Problem requirements: Copy out all of the data that follows, exactly as it appears.
Top of Records for the task
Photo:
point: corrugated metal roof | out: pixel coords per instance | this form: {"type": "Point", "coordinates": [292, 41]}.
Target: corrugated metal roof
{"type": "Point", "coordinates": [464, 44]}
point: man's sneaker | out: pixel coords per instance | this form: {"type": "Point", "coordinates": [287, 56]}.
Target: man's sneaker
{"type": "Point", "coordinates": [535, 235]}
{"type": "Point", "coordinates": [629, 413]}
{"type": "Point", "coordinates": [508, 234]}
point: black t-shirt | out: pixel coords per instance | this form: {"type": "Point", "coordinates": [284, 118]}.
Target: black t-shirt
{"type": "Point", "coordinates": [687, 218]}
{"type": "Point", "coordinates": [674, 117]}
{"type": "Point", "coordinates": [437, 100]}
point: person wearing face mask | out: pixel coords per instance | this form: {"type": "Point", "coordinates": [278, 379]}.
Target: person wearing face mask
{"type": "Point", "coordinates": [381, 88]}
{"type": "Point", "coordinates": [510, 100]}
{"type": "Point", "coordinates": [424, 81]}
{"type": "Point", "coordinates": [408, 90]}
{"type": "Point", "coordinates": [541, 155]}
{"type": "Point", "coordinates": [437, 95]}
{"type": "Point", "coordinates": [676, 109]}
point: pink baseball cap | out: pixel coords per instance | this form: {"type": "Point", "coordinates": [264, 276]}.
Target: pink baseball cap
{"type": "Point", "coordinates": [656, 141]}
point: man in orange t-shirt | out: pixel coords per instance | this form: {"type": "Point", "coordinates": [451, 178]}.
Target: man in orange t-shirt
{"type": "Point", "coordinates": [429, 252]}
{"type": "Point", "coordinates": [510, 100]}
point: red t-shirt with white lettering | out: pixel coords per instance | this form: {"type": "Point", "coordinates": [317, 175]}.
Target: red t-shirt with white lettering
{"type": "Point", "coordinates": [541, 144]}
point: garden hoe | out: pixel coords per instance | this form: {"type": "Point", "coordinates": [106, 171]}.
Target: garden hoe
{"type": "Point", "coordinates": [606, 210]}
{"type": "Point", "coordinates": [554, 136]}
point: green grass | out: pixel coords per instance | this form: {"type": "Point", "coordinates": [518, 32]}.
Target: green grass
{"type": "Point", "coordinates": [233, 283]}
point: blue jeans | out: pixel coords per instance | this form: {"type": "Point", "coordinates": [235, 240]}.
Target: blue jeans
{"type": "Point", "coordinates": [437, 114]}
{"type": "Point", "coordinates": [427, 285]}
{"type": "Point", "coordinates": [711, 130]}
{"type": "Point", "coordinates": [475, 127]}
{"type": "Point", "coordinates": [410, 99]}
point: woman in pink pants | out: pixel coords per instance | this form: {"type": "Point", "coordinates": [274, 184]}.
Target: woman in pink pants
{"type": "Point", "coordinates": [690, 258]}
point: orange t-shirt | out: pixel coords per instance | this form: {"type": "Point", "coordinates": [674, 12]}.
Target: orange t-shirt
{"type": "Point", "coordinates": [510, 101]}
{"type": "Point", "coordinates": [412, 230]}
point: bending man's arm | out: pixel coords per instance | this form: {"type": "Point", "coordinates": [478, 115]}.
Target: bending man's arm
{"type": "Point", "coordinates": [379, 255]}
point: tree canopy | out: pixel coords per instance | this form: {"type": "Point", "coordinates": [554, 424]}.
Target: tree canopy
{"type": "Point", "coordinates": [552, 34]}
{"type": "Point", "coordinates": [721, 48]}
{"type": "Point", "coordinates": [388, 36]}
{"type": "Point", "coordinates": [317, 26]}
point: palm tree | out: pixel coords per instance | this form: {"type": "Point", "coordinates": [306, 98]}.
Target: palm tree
Bottom of Records for the task
Answer for this exercise:
Photo:
point: corrugated metal roof | out: pixel coords per instance | this form: {"type": "Point", "coordinates": [292, 41]}.
Target: corrugated metal roof
{"type": "Point", "coordinates": [464, 44]}
point: man's sneaker | out: pixel coords per instance | this form: {"type": "Point", "coordinates": [287, 56]}.
Target: man's sneaker
{"type": "Point", "coordinates": [535, 235]}
{"type": "Point", "coordinates": [629, 413]}
{"type": "Point", "coordinates": [508, 234]}
point: black t-shirt | out: pixel coords per instance | this form: {"type": "Point", "coordinates": [284, 118]}.
Target: black t-shirt
{"type": "Point", "coordinates": [687, 218]}
{"type": "Point", "coordinates": [674, 117]}
{"type": "Point", "coordinates": [437, 100]}
point: person wearing face mask | out: pixel coords per instance | this form: {"type": "Point", "coordinates": [278, 379]}.
Target: person wearing face mask
{"type": "Point", "coordinates": [381, 88]}
{"type": "Point", "coordinates": [510, 100]}
{"type": "Point", "coordinates": [424, 81]}
{"type": "Point", "coordinates": [408, 90]}
{"type": "Point", "coordinates": [541, 155]}
{"type": "Point", "coordinates": [437, 95]}
{"type": "Point", "coordinates": [676, 109]}
point: pink baseball cap | out: pixel coords per instance | this form: {"type": "Point", "coordinates": [264, 276]}.
Target: pink baseball cap
{"type": "Point", "coordinates": [656, 141]}
point: man in orange t-shirt | out: pixel coords per instance | this form: {"type": "Point", "coordinates": [451, 178]}.
Target: man in orange t-shirt
{"type": "Point", "coordinates": [429, 252]}
{"type": "Point", "coordinates": [510, 100]}
point: red t-shirt with white lettering | out: pixel coords per instance | this form: {"type": "Point", "coordinates": [317, 175]}.
Target: red t-shirt with white lettering
{"type": "Point", "coordinates": [541, 144]}
point: garden hoe | out: pixel coords per instance | this form: {"type": "Point", "coordinates": [106, 171]}.
Target: garden hoe
{"type": "Point", "coordinates": [606, 210]}
{"type": "Point", "coordinates": [554, 136]}
point: green grass | out: pixel coords per instance | this form: {"type": "Point", "coordinates": [518, 32]}.
Target: green grass
{"type": "Point", "coordinates": [233, 283]}
point: blue jeans | out: pixel coords per instance | this form: {"type": "Point", "coordinates": [235, 240]}.
Target: blue jeans
{"type": "Point", "coordinates": [437, 114]}
{"type": "Point", "coordinates": [427, 285]}
{"type": "Point", "coordinates": [711, 130]}
{"type": "Point", "coordinates": [475, 127]}
{"type": "Point", "coordinates": [410, 99]}
point: woman in pink pants | out: pixel coords per instance | this form: {"type": "Point", "coordinates": [274, 184]}.
Target: woman in pink pants
{"type": "Point", "coordinates": [690, 258]}
point: orange t-shirt | out: pixel coords per instance | this form: {"type": "Point", "coordinates": [674, 12]}.
Target: orange t-shirt
{"type": "Point", "coordinates": [510, 101]}
{"type": "Point", "coordinates": [412, 230]}
point: bending man's arm | out: pixel coords per instance | this form: {"type": "Point", "coordinates": [478, 115]}.
Target: bending man's arm
{"type": "Point", "coordinates": [379, 255]}
point: tree canopy | out: pixel coords per instance | this form: {"type": "Point", "coordinates": [554, 424]}.
Target: tree canopy
{"type": "Point", "coordinates": [552, 34]}
{"type": "Point", "coordinates": [721, 48]}
{"type": "Point", "coordinates": [388, 36]}
{"type": "Point", "coordinates": [317, 26]}
point: palm tree | out: pixel coords per instance | this form: {"type": "Point", "coordinates": [306, 98]}.
Target: palm tree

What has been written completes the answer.